__Assigned task__. Reproduce word for word, from the entries below, the line with "negative clicks: (861, 557)", the line with "580L843 596L881 590L878", and every line between them, and nothing more.
[[ Source data, beginning ]]
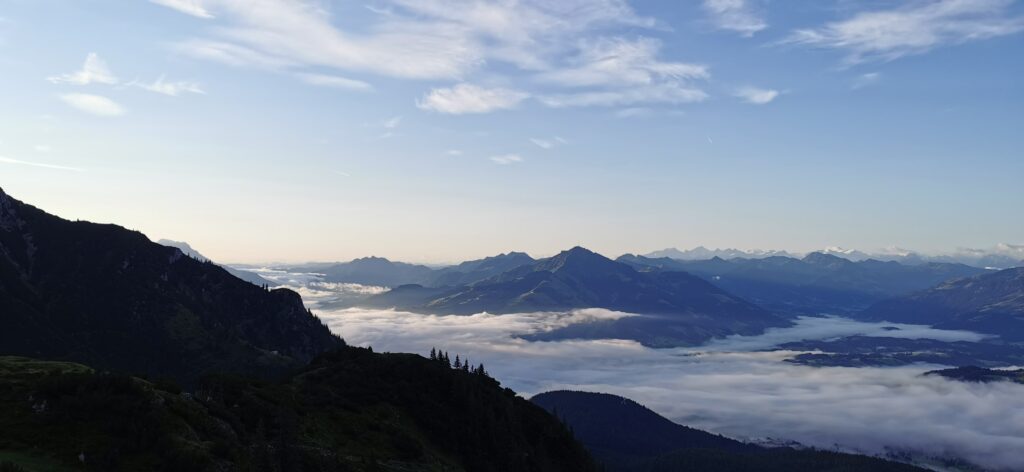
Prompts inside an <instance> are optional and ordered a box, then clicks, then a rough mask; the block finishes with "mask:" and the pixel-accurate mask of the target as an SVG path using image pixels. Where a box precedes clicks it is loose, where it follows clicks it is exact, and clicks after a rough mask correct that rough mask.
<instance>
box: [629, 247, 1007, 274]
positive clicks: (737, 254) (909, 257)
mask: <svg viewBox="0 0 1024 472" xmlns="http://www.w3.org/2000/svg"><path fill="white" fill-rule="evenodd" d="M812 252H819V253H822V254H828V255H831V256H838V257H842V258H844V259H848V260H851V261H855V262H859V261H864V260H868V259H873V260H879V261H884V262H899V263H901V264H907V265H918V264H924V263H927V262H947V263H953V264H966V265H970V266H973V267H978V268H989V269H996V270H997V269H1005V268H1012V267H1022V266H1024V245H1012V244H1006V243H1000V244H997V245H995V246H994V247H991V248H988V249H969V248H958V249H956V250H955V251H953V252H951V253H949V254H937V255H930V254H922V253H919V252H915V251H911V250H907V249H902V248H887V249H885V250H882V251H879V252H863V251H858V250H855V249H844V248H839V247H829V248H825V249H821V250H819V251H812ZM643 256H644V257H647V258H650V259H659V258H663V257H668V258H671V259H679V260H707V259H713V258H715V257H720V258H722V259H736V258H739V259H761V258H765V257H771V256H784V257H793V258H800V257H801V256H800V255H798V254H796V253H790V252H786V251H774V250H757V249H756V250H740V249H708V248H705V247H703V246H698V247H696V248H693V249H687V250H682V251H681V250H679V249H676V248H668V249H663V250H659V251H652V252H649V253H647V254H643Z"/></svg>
[[ Source data, end ]]
[[ Source data, beginning ]]
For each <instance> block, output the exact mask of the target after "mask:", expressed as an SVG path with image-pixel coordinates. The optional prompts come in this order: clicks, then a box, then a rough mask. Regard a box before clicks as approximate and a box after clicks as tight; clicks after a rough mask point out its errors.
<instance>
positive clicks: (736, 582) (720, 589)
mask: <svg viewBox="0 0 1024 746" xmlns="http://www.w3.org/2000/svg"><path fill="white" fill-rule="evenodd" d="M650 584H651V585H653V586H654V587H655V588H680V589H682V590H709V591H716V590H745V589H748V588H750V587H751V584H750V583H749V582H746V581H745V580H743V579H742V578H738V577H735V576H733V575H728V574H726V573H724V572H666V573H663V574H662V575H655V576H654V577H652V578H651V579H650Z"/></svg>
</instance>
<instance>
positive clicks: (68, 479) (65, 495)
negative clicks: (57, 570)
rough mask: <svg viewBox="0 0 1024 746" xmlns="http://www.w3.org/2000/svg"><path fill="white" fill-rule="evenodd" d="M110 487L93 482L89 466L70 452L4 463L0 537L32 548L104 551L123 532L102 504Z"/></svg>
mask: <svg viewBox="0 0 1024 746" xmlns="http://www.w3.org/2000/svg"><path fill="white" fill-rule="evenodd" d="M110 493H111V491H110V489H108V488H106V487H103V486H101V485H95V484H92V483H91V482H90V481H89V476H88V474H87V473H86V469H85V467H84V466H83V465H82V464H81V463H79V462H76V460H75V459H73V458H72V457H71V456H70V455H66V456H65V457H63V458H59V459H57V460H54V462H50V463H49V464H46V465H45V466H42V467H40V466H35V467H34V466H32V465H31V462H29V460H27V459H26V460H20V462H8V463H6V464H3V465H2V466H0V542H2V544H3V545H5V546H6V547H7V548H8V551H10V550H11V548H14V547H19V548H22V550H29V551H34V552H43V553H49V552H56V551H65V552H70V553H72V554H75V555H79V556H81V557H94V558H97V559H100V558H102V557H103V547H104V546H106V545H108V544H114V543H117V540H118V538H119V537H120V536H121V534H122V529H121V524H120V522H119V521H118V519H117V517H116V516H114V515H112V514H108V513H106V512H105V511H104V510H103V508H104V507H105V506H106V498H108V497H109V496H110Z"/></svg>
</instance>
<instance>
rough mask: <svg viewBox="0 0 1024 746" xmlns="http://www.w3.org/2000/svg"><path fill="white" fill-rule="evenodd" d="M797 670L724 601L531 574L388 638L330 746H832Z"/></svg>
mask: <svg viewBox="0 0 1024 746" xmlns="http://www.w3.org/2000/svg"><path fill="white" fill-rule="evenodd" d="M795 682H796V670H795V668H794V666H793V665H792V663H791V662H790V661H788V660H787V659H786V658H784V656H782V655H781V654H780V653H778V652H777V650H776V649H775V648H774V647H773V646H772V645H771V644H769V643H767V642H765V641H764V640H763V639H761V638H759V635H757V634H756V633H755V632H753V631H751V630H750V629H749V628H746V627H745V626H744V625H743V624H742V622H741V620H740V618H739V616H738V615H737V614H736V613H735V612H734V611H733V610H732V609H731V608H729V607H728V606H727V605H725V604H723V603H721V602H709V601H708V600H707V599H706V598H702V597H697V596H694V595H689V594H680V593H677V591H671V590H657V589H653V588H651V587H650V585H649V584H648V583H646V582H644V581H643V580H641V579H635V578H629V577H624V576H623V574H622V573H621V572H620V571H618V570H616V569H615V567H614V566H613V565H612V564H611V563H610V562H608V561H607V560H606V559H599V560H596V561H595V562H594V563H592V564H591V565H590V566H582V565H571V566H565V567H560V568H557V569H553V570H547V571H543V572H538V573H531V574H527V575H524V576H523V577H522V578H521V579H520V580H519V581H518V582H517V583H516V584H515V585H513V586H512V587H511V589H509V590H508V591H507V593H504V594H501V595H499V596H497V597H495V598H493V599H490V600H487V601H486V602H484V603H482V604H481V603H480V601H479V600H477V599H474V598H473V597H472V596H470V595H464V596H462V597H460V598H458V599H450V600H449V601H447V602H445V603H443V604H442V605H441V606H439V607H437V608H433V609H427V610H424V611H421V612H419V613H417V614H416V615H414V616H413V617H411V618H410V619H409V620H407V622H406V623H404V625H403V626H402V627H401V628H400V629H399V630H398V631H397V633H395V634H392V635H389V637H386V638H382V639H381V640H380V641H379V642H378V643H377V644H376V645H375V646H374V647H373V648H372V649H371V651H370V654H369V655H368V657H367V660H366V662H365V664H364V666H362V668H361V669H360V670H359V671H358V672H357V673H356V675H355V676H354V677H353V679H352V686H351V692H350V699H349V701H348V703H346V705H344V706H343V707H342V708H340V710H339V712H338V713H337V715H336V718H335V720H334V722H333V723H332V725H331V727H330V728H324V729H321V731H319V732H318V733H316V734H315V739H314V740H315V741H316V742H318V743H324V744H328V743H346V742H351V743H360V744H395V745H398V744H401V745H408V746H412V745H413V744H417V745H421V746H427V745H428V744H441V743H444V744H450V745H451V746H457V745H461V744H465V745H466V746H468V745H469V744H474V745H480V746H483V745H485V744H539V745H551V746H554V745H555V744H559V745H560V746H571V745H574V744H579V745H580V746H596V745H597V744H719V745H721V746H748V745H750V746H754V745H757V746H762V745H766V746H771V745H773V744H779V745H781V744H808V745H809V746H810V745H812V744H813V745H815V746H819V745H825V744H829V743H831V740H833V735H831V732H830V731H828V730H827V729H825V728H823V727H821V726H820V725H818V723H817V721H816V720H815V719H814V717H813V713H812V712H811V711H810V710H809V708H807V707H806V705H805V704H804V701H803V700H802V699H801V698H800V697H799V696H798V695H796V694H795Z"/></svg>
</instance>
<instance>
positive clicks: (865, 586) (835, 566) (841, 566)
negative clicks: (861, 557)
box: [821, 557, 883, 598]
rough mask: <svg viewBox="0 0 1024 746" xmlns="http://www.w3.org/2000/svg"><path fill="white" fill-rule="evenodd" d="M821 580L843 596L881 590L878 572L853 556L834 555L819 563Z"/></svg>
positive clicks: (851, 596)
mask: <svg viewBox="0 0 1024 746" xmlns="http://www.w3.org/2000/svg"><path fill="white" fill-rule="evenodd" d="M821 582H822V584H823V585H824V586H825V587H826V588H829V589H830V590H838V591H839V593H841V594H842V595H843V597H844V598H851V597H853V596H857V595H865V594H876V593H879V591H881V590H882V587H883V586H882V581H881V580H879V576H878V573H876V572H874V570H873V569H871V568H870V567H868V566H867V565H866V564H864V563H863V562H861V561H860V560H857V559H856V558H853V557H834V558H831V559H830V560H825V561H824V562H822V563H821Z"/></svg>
[[ Source data, end ]]
[[ Source data, beginning ]]
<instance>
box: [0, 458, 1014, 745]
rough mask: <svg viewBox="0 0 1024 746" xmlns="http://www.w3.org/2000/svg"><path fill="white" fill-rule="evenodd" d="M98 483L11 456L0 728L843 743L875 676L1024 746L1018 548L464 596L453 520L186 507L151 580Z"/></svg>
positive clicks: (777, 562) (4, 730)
[[ Source data, end ]]
__Output below__.
negative clicks: (861, 557)
box: [821, 557, 883, 598]
rough mask: <svg viewBox="0 0 1024 746" xmlns="http://www.w3.org/2000/svg"><path fill="white" fill-rule="evenodd" d="M821 580L843 596L881 590L878 572L853 556L834 555L819 563Z"/></svg>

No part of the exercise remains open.